DOCUMENT SEGMENT:
'''

The Safe Drinking Water Act regulates the infiltration of stormwater in certain situations pursuant to the Underground Injection Control (UIC) Program, which is administered either by the US EPA or a delegated state groundwater protection agency. The US EPA (USEPA 2008) determined that permeable pavement installations are not classified as Class V injection wells since they are always wider than they are deep. There may be an exception in karst terrain if the discharge from permeable pavement is directed to an improved sinkhole, although this would be uncommon.
Permeable pavement appears to have some value in reducing summer runoff temperatures which can be important in watersheds with sensitive cold-water fish populations (Hunt 2011). The temperature reduction effect is greatest when runoff is infiltrated into reservoir layer when underdrains are used. All permeable pavements exhibit cooler summer temperatures than their impervious counterparts. For example, a recent study showed that porous asphalt showed lower nighttime temperatures when compared with materials that have a similar or higher albedo. This was attributed to the insulating properties of porous asphalt due to its high air void content (Stempihar 2011). Pervious concrete and PICP can meet the solar reflectance index (SRI) of 29.
All permeable pavements support sustainable rating systems such as LEED and others plus sustainable transportation rating systems such as those published by the Institute for Sustainable Infrastructure (Envision), Federal Highway Administration (INVEST), and the University of Washington (Greenroads).
As previously noted, the pervious concrete and PICP industry associations offer education and certification of permeable pavement contractors, i.e., the National Ready Mix Concrete Association (NRMCA) and the Interlocking Concrete Pavement Institute (ICPI). Porous asphalt does not require unique materials and can be installed by most paving equipment. In addition, all plants producing hot-mix asphalt are required to be certified by MnDOT. Industry-trained and experienced supervisory personnel should be required on all jobsites and requirements written into project specifications. A specifications requirement can be contractor submittals demonstrating experience with previous projects.
For design professionals, industry and professional associations offer in-person and online continuing education programs on design, construction and maintenance of permeable pavements. Many of these programs are registered with continuing education programs offered for civil engineering professional development hours, the American Institute of Architects and the American Society of Landscape Architecture continuing education systems, and the Green Building Certificate Institute Credential Maintenance Program for LEED® accredited professionals. Designers are encouraged to participate in these programs.

'''

COLLECTED DATA:
'''

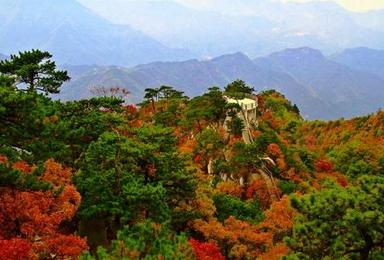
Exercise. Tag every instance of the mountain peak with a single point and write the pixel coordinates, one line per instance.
(299, 53)
(233, 57)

'''

TASK SET:
**a.** Answer these questions using the permeable pavement text:
(i) Which body must certify all plants producing hot-mix asphalt?
(ii) What solar reflectance index (SRI) can pervious concrete and PICP meet?
(iii) According to the US EPA (USEPA 2008), why are permeable pavement installations not classified as Class V injection wells?
**b.** Please repeat the passage of the permeable pavement text between "For design professionals, industry" and "in these programs.", inclusive, keeping every word unchanged.

SOLUTIONS FOR EACH TASK:
**a.**
(i) MnDOT
(ii) 29
(iii) They are always wider than they are deep.

**b.**
For design professionals, industry and professional associations offer in-person and online continuing education programs on design, construction and maintenance of permeable pavements. Many of these programs are registered with continuing education programs offered for civil engineering professional development hours, the American Institute of Architects and the American Society of Landscape Architecture continuing education systems, and the Green Building Certificate Institute Credential Maintenance Program for LEED® accredited professionals. Designers are encouraged to participate in these programs.